▶ [PROBLEM DESCRIPTION] Rescale the records starting with the line that contains "of the road." and going on through the end of the records, both ends included. Write out only those lines again, requests included, with every point coordinate in the answers multiplied by 2.25 and rounded to a whole number, halves rounding up.

▶ [ENTRIES SUPPLIED]
::::::::

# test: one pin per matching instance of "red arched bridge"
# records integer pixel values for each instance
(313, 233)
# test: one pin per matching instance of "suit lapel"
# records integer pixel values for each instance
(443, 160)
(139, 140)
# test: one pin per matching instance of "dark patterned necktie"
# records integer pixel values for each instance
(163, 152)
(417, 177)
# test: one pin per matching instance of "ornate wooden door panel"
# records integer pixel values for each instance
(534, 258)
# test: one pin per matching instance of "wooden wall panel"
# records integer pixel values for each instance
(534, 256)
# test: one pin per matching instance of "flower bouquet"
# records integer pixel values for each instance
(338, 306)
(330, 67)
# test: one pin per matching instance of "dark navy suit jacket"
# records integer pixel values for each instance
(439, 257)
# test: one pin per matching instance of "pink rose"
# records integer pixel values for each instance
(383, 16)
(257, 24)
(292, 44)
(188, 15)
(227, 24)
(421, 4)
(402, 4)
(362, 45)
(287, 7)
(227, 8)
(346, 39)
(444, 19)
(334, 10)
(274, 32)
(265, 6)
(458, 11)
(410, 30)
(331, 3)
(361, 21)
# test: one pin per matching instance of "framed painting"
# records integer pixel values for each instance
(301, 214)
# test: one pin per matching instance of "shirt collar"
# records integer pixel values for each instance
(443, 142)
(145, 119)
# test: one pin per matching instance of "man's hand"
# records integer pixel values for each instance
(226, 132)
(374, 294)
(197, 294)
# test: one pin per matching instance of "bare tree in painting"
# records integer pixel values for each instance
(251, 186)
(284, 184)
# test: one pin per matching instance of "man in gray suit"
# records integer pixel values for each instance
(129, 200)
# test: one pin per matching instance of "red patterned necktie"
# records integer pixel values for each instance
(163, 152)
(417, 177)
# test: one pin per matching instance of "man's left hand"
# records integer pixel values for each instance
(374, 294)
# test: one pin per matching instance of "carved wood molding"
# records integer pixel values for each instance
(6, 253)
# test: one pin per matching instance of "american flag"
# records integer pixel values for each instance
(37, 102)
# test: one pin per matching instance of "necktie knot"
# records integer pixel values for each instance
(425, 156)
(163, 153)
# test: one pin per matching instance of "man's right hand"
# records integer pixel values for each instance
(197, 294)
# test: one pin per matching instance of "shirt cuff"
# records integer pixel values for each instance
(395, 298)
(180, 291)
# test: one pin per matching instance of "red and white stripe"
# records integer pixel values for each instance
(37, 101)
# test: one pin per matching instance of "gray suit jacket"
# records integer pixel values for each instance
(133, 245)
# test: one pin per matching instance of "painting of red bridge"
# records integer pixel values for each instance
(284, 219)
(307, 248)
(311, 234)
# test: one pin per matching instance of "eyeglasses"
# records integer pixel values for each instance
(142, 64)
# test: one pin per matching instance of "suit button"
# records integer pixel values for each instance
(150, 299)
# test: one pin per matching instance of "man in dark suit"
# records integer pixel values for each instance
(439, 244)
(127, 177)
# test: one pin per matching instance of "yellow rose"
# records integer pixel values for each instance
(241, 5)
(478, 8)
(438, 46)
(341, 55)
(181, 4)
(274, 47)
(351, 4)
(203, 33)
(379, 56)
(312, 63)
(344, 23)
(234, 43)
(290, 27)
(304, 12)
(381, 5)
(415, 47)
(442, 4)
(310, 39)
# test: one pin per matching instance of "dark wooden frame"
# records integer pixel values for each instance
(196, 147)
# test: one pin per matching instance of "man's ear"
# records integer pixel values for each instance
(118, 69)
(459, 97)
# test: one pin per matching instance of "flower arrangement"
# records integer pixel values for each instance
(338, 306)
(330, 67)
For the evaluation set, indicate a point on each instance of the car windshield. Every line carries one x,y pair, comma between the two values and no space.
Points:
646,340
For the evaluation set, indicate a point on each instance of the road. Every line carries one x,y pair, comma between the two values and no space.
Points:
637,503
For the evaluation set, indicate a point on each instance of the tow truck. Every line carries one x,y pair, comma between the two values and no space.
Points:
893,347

::::::::

▶ [REPLY]
For the evaluation set, indicate a point on each instance of the road. Every line carries one x,y pair, comma between the two values and no space.
Points:
1433,1132
For the evaluation set, indicate a point on each instance of the tow truck. Every line carries one x,y pair, comma between the two values and no space.
Points:
2009,781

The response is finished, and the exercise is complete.